## Text segment
=== Section Start ===

Every once in a blue moon I will read a book that truly transforms my life and moves me to another place. That is how I feel about "The Life-Changing Magic of Tidying Up: the Japanese art of delcuttering and organizing" by Marie Kondo.
First of all, I am not and have never been a very neat person. I think it's genetic. It feels as if I am always cleaning yet the disheveld mound on my butler pantry and the random items that fall out of my storage closet are forever present. My natural tendency is to put things in piles. And I usually have a lot of piles. A clean home feels so light and refreshing yet I could not understand how anyone can maintain order for long.
THEN, I got this book. Marie has a very unique approach which is in alignment with my beliefs on self care. She suggests that you go through your things category by category instead of room by room since you may have the same items in many rooms. You start with one category, such as clothes. She suggests that you put all of your clothes on the bed and floor. You hold each item in your hands and ask yourself one question: "Does this bring me joy?". It doesn't matter if it still has the tags, if your sister got it for you, or if it was really expensive and is in perfect condition. If it doesn't bring you joy, you pass it along to someone else. You thank it for the joy you had when you bought it and send it on its way. Personally, I had to do more than just hold pants and dresses in my hands. I had to try some on but as soon as I put the item on my body, I knew which pile it belonged in. I got rid of 14 bags of clothes from my closet. And believe it or not, I felt like I got a new wardrobe! For the first time, I could see all of my clothes. There were items I had buried and forgotten about. I no longer had the "yuck" reaction when I looked in my closet since those items were gone. I could throw together new outfits now that I could see what my selection was and by purchasing just a few new things, I transformed my entire closet.

=== Section End ===

## Information

=== Section Start ===

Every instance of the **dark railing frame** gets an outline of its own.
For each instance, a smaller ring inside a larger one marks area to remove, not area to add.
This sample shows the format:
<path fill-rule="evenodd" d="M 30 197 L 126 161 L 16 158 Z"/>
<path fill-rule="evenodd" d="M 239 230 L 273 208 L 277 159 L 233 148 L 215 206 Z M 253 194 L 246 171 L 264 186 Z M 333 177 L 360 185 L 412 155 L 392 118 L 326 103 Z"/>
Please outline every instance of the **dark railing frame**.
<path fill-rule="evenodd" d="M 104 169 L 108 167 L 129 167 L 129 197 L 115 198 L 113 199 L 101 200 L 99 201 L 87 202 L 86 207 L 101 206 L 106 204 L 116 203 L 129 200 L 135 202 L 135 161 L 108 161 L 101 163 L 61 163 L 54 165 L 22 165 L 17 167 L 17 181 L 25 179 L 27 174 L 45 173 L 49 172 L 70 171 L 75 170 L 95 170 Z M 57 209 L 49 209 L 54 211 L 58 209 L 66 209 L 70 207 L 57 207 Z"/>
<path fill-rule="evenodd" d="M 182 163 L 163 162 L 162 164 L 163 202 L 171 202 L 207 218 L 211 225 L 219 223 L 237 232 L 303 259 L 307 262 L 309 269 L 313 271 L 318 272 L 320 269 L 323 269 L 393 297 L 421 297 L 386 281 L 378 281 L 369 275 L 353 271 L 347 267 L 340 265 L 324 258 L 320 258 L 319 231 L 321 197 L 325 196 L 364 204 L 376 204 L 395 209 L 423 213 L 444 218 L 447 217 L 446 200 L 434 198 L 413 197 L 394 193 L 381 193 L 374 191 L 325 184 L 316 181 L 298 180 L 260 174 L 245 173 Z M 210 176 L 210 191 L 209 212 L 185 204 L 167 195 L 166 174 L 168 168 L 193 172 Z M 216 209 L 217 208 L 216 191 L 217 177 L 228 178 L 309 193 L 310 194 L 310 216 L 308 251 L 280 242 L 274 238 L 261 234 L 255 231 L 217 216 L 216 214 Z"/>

=== Section End ===

## What you will do
- a) From the text about tidying up, pull out everything from "First of all, I" down to "order for long.".
- b) According to the text about tidying up, why does Marie Kondo recommend sorting belongings category by category rather than room by room? Answer in one to three sentences.

## Results by task
- a)
First of all, I am not and have never been a very neat person. I think it's genetic. It feels as if I am always cleaning yet the disheveld mound on my butler pantry and the random items that fall out of my storage closet are forever present. My natural tendency is to put things in piles. And I usually have a lot of piles. A clean home feels so light and refreshing yet I could not understand how anyone can maintain order for long.

- b) She recommends it because you may have the same items in many rooms.